**Exercise 1**. Say whether each statement agrees with the Stockmann earnings report. Answer yes or no, and quote the deciding words from the report. (a) In the latest quarter, net profit fell from €22.9 million to €0.6 million. (b) The company lowered its guidance for the year. (c) Lindex's gross margin decreased because of the US dollar-to-Swedish crown exchange rate.
**Exercise 2**.
Answer these questions from the Stockmann earnings report.
(a) What was adjusted operating profit in the latest quarter?
(b) What was revenue for the nine months?
(c) Who is the CEO quoted in the report?
**Exercise 3**. Retype the Stockmann earnings report from "Possibly not. CEO" to "increased average purchases.", with no changes.

**Provided passage**.

§

Lindex owner Stockmann has reported its results for Q3 and the nine months to the end of September with the company hailing its revenue growth and the troubled Stockmann division reaching break-even. But not everything was perfect as margins and profits fell.


Lindex



In the latest quarter, revenue rose from €237.8 million to €244 million, which was an increase of 4.2% in local currencies. That said, the gross margin fell to 56.8% from 59.5% and adjusted operating profits dropped to €22 million from €32.9 million. The overall operating result was €6 million, down from €32.7 million a year ago, and net profit fell to €0.6 million from €22.9 million.

In the nine months, revenue rose to €709.1 million, an increase of 15.4% in local currencies. The gross margin was down in this period as well, although less sharply with a drop to 58.1% from 59.1%. Adjusted operating profit rose to €53.7 million from €38.6 million and reported operating profit was up to €130.3 million from €31.5 million. Net profit rose to €84.1 million from €12.6 million.

The company kept its guidance unchanged, still expecting an increase in revenue and a better operating result compared to the previous year. This is based on the assumption that there’s no major change in consumer spending during the latter part of the year, as well as assuming that higher inflation and supply chain challenges will continue.

But despite the company’s optimism, it's clear that there were specific challenges in the third quarter that meant the overall performance wasn't as good as it had been earlier in the year. So were these challenges bad enough to cause ongoing problems in Q4 and next year?

Possibly not. CEO Jari Latvanen said: “Stockmann Group’s robust growth in the third quarter is a great achievement in the challenging market conditions within the retail sector. Both divisions increased physical and digital sales in local currencies, thanks to higher number of visitors and increased average purchases.

“The Stockmann division improved the gross margin despite higher costs of purchases, while Lindex’s gross margin decreased due to the unfavourable US dollar-to-Swedish crown exchange rate. To continue growing and maintain a good customer value-based pricing, the currency increase has not been fully implemented to consumer end prices. In addition, Lindex’s other costs have increased due to higher investments within digitalisation and strategic growth expenses for new brands and due to a more normal operational environment without the pandemic’s effects or subsidies.”

§

**Given data**.

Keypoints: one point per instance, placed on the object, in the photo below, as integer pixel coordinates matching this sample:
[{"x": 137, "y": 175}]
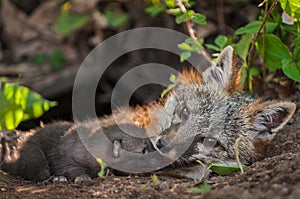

§

**Exercise solution 1**.
(a) Yes: "net profit fell to €0.6 million from €22.9 million"
(b) No: "The company kept its guidance unchanged"
(c) Yes: "Lindex’s gross margin decreased due to the unfavourable US dollar-to-Swedish crown exchange rate"

**Exercise solution 2**.
(a) €22 million
(b) €709.1 million
(c) Jari Latvanen

**Exercise solution 3**.
Possibly not. CEO Jari Latvanen said: “Stockmann Group’s robust growth in the third quarter is a great achievement in the challenging market conditions within the retail sector. Both divisions increased physical and digital sales in local currencies, thanks to higher number of visitors and increased average purchases.